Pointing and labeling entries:
********
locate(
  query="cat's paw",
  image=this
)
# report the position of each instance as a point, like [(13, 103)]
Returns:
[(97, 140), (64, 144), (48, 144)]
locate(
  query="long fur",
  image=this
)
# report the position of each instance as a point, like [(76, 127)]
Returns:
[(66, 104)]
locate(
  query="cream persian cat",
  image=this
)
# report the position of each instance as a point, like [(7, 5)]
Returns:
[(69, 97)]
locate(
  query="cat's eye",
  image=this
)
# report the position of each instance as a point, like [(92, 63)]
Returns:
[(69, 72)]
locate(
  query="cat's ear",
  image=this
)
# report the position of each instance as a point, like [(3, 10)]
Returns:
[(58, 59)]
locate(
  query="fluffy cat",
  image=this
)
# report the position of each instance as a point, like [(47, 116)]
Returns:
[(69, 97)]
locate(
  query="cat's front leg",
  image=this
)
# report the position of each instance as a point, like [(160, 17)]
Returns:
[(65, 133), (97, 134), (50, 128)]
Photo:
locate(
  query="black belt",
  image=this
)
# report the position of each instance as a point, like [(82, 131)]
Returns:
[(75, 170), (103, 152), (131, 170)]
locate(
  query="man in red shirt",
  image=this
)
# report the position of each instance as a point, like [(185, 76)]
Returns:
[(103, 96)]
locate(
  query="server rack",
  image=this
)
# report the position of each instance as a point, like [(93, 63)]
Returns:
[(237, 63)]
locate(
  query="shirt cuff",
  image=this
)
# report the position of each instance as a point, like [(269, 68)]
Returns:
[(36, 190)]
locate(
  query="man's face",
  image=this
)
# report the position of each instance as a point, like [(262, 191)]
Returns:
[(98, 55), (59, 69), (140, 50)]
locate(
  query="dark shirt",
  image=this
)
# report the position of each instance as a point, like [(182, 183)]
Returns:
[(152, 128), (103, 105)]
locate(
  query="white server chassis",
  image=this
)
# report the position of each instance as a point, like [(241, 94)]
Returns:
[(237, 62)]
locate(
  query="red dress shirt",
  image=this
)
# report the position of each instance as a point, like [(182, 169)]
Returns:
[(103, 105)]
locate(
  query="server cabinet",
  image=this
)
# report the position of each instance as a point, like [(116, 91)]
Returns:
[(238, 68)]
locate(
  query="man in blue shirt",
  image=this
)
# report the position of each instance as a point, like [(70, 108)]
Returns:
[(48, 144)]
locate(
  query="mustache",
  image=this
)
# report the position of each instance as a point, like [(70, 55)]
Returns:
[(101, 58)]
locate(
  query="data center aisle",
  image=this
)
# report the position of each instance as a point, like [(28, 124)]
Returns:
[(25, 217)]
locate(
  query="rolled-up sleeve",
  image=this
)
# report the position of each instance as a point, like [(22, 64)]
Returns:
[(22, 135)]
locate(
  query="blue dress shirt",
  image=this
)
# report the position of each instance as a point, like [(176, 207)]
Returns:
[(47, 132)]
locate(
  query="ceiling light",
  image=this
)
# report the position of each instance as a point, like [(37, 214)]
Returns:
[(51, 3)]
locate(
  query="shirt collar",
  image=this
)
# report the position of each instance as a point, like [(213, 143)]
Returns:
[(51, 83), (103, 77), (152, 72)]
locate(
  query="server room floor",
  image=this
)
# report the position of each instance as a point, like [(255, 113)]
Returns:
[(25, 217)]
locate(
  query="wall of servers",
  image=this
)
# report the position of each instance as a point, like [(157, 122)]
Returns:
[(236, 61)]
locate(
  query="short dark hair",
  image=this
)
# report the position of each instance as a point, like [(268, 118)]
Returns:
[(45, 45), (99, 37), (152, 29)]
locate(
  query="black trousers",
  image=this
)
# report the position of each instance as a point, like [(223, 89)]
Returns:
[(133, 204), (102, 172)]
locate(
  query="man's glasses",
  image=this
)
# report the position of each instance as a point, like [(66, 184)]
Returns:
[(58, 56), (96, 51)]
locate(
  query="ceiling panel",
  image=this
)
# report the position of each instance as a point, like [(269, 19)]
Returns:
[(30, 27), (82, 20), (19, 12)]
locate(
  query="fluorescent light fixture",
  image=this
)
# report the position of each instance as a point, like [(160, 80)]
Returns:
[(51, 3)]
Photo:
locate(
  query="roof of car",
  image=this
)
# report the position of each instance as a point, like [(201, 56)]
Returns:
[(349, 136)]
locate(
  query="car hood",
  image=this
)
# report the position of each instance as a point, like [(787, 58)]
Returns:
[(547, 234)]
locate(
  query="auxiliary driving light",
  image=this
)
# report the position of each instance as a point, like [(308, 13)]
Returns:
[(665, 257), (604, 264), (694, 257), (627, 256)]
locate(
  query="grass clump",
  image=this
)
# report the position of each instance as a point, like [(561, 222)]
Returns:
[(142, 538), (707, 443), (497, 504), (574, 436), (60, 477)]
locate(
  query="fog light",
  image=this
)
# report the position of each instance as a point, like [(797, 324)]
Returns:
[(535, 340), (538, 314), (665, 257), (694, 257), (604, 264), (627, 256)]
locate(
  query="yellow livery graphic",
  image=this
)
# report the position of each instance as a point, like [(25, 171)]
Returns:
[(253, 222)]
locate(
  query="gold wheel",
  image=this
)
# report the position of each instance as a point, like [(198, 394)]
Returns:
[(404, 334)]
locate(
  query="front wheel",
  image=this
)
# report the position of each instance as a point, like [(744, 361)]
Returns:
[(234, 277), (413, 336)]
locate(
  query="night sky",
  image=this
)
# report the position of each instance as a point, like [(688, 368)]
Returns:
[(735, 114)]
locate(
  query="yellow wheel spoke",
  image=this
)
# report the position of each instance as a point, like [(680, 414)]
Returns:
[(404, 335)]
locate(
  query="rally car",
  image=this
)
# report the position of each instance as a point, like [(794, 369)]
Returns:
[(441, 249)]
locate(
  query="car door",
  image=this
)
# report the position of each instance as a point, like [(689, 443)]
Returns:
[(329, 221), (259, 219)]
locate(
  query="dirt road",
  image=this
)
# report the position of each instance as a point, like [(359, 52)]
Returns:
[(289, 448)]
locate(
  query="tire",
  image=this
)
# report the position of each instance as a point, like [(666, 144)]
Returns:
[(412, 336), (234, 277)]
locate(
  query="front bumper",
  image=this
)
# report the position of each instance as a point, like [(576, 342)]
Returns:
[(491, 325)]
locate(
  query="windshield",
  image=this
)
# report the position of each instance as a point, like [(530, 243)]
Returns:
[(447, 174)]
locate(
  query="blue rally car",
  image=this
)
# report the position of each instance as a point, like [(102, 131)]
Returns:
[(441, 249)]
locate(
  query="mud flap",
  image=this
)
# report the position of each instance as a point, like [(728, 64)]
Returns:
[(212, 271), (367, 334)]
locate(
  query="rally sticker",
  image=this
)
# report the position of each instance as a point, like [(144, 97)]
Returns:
********
Short problem
Extract the listing in its entirety, matching it exactly.

The completed task
locate(
  query="cat's paw",
  image=this
)
# report the position of each instance as a point, like [(13, 103)]
Returns:
[(97, 140), (64, 144), (48, 144)]
locate(
  query="long fur",
  image=this
)
# report the position of each instance as a point, like [(76, 127)]
Returns:
[(66, 104)]
locate(
  query="cream persian cat",
  image=this
)
# report the position of each instance as a point, like [(7, 5)]
Returns:
[(69, 97)]
locate(
  query="cat's eye",
  image=this
)
# report the position of each instance as a point, like [(92, 63)]
Returns:
[(69, 72)]
locate(
  query="cat's ear",
  image=this
)
# report the position of each instance as a point, like [(3, 10)]
Returns:
[(58, 59)]
locate(
  query="fluffy cat",
  image=this
)
# report the position of each instance as a point, like [(47, 116)]
Returns:
[(69, 97)]
locate(
  query="cat's front leg",
  image=this
)
# report the position of each instance as a point, like [(160, 17)]
Returns:
[(65, 133), (97, 134), (50, 128)]
Photo:
locate(
  query="black belt",
  image=this
)
# report the position of each instance as a point, like [(82, 131)]
Returns:
[(75, 170), (103, 152), (131, 170)]
locate(
  query="man in red shirt",
  image=this
)
# report the position of each instance as a point, like [(185, 76)]
Returns:
[(103, 96)]
locate(
  query="server rack",
  image=this
)
# report the position of each instance as a point, like [(93, 63)]
Returns:
[(237, 63)]
locate(
  query="shirt cuff",
  image=this
)
# report the position of each instance as a point, like [(269, 68)]
Returns:
[(36, 190)]
locate(
  query="man's face",
  image=this
)
# report the position of each instance as a point, like [(262, 191)]
Returns:
[(98, 55), (59, 69), (140, 50)]
locate(
  query="dark shirt",
  image=this
)
# report the position of each instance as a point, like [(182, 183)]
Returns:
[(152, 128), (103, 105)]
locate(
  query="white server chassis",
  image=this
)
# report the position of each instance as a point, like [(241, 94)]
Returns:
[(237, 62)]
locate(
  query="red dress shirt",
  image=this
)
# report the position of each instance as a point, like [(182, 169)]
Returns:
[(103, 105)]
locate(
  query="server cabinet",
  image=this
)
# report the position of each instance as a point, like [(116, 91)]
Returns:
[(238, 68)]
locate(
  query="man in blue shirt",
  image=this
)
# report the position of each instance as a point, like [(70, 108)]
Returns:
[(48, 144)]
locate(
  query="mustache",
  image=this
)
# report the position of each instance as a point, like [(70, 55)]
Returns:
[(101, 58)]
locate(
  query="data center aisle",
  image=this
)
# report the position of each instance as a point, like [(28, 124)]
Returns:
[(25, 217)]
locate(
  query="rolled-up sleeve",
  image=this
)
# report the position of each instance as a point, like [(22, 64)]
Returns:
[(22, 135)]
locate(
  query="blue dress shirt",
  image=this
)
# report the position of each instance as a point, like [(176, 207)]
Returns:
[(47, 132)]
locate(
  query="ceiling light",
  image=this
)
# report the position of each instance as a point, like [(37, 214)]
Returns:
[(51, 3)]
locate(
  query="shirt collar",
  image=this
)
# report the position of each instance as a point, like [(213, 143)]
Returns:
[(51, 83), (103, 77), (152, 72)]
locate(
  query="server room floor",
  image=this
)
# report the position of each instance as a point, like [(255, 113)]
Returns:
[(25, 217)]
locate(
  query="wall of servers",
  image=this
)
# report the position of each instance as a point, like [(157, 122)]
Returns:
[(236, 61)]
locate(
  query="short dark hair",
  image=this
)
# report the position of each instance as a point, like [(268, 118)]
Returns:
[(45, 45), (99, 37), (152, 29)]
locate(
  query="black trousers",
  image=this
)
# report the position of each instance as a point, like [(223, 89)]
Returns:
[(133, 204), (102, 172)]
locate(
  query="man's glasses",
  image=this
)
# report the position of each instance as a point, like [(66, 184)]
Returns:
[(58, 56), (96, 51)]
locate(
  query="ceiling panel",
  image=this
)
# report the position of each instance as a point, like [(269, 19)]
Returns:
[(30, 27), (82, 20), (19, 12)]
locate(
  query="fluorescent light fixture",
  image=this
)
# report the position of each instance as a point, like [(160, 80)]
Returns:
[(51, 3)]
Photo:
locate(
  query="roof of car",
  image=this
)
# report the position of each instance as a point, like [(201, 56)]
Returns:
[(349, 136)]
locate(
  query="car hood",
  image=this
)
# report the position of each instance as a point, like [(787, 58)]
Returns:
[(547, 234)]
locate(
  query="auxiliary driving light",
  image=this
)
# report the position of each instance as a point, like [(308, 13)]
Returns:
[(665, 257), (604, 264), (694, 257), (627, 256)]
locate(
  query="grass clump",
  image=this
)
# report the position of each instance as a point, like [(561, 222)]
Returns:
[(142, 538), (707, 443), (497, 504), (574, 436), (60, 477)]
locate(
  query="fog light",
  image=this
)
# report the position of each instance as a point, like [(797, 324)]
Returns:
[(535, 340), (538, 314), (665, 257), (694, 257), (604, 264), (627, 256)]
locate(
  query="yellow livery graphic",
  image=this
)
# report the position of each instance as a point, like [(25, 171)]
Returns:
[(253, 222)]
locate(
  query="gold wheel",
  image=this
)
# report the position of each instance as a point, like [(198, 394)]
Returns:
[(404, 334)]
locate(
  query="front wheel",
  image=this
)
# report the position of each instance as a point, like [(744, 361)]
Returns:
[(234, 277), (413, 336)]
locate(
  query="night sky",
  image=this
)
# report the position of each instance as a point, like [(688, 368)]
Returns:
[(735, 114)]
locate(
  query="yellow wheel spoke",
  image=this
)
# report the position of each instance as a point, like [(680, 414)]
Returns:
[(404, 335)]
locate(
  query="rally car",
  image=this
)
# report the position of each instance as a point, like [(794, 369)]
Returns:
[(441, 249)]
locate(
  query="car door",
  image=this
)
# report the position of each instance as a point, like [(689, 443)]
Returns:
[(329, 221), (259, 219)]
locate(
  query="dirt road",
  image=this
)
# report the position of each instance as a point, like [(359, 52)]
Returns:
[(289, 448)]
locate(
  query="tire",
  image=this
)
# report the position of each instance as a point, like [(666, 144)]
Returns:
[(412, 336), (234, 277)]
locate(
  query="front bumper",
  image=this
)
# report the position of each instance as a point, like [(576, 342)]
Returns:
[(491, 325)]
locate(
  query="windshield",
  image=this
)
# report the position of each instance as a point, like [(530, 243)]
Returns:
[(447, 174)]
locate(
  query="blue rally car",
  image=this
)
# report the position of each instance as a point, like [(102, 131)]
Returns:
[(441, 249)]
locate(
  query="mud flap",
  image=this
)
# report the position of each instance as a point, like [(728, 64)]
Returns:
[(212, 271), (367, 334)]
locate(
  query="rally sticker",
  image=this
)
# report the position of each instance as a point, like [(144, 97)]
Returns:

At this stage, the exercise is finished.